## Textauszug
* * * * * * * * *

In einem komischen Moment ist immer die größte Tragik dahinter

Dienstag, 10. April 2018 | Text: Alida Pisu | Bild: Sandra Stein

Geschätzte Lesezeit: 4 Minuten

„Vielleicht wird alles vielleichter“ – so der Titel des aktuellen Programms von Kabarettistin Eva Eiselt, das sie morgen, 11. April, im Bürgerhaus Stollwerck präsentiert. Ob ihr Leben vielleicht nicht unbedingt viel leichter, aber doch ganz anders verlaufen wäre, wenn sie ihr Germanistik- und Pädagogik-Studium beendet hätte. Wer weiß? Doch ihre Begeisterung fürs Theater war so groß, dass sie umsattelte und eine Schauspielschule besuchte. Nach einem Engagement am Baden-Badener Stadttheater rutschte sie in die Kleinkunstszene und feierte erste Erfolge als Teil des Duos „Top Sigrid“. Seit zehn Jahren steht sie nun als Solistin auf den Brettern, die die Welt bedeuten. Alida Pisu hat mir ihr gesprochen.

Es ist ja immer noch ungewöhnlich, als Kabarettistin auf der Bühne zu stehen. Wie kam es dazu?
Es hat mich schon Mut gekostet, das Gefühl zu haben: Ich darf auf der Bühne stehen und nicht Publikum sein und unten im Graben zu sitzen. Denn ich bin schon auch sehr schüchtern…

Na, wer hätte das gedacht!
Und deshalb war der Schritt sehr schwierig, hat aber gut geklappt. Loriot habe ich schon immer geliebt und er hat mich auch sehr geprägt. Von daher war der Hang zur Komik nicht ganz entfernt. Obwohl ich im Theater immer die tiefen, ernsten und tragischen Rollen gespielt habe. Die versuche ich auch mit auf die Kabarett-Bühne zu nehmen. Das ist es, was meine Mischung ausmacht: dass ich Theater mit Kabarett verbinde. Es ist nicht immer nur lustig und „Ha ha.“ In Deutschland unterscheiden wir ja zwischen Comedy und Kabarett. Ein Comedian macht Witze über den Alltag und ein Kabarettist sieht die Welt und den Alltag als Witz. So ist auch meine Haltung, auch wenn das pessimistisch klingt.

Gibt es Themen, die Sie immer bearbeiten oder greifen Sie eher aktuelle Themen auf?

* * * * * * * * *

## Bereitgestellte Daten
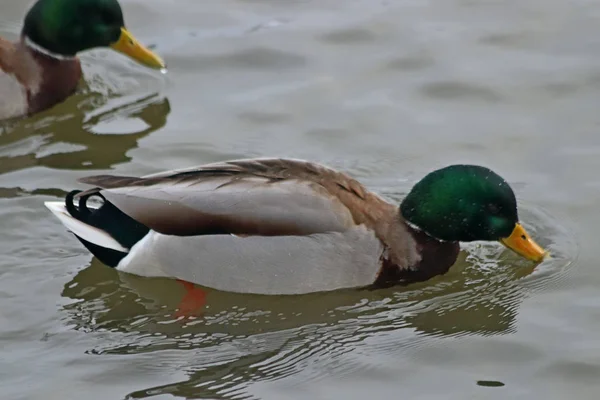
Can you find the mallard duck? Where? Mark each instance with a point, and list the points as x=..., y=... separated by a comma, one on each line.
x=281, y=226
x=41, y=69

* * * * * * * * *

## Aufgabendetails
Führen Sie alle Eigenschaften auf, mit denen die Kabarettistin im Interview über ihre Bühnenlaufbahn die Rollen beschreibt, die sie im Theater immer gespielt hat.

## Übungsergebnis
tief, ernst, tragisch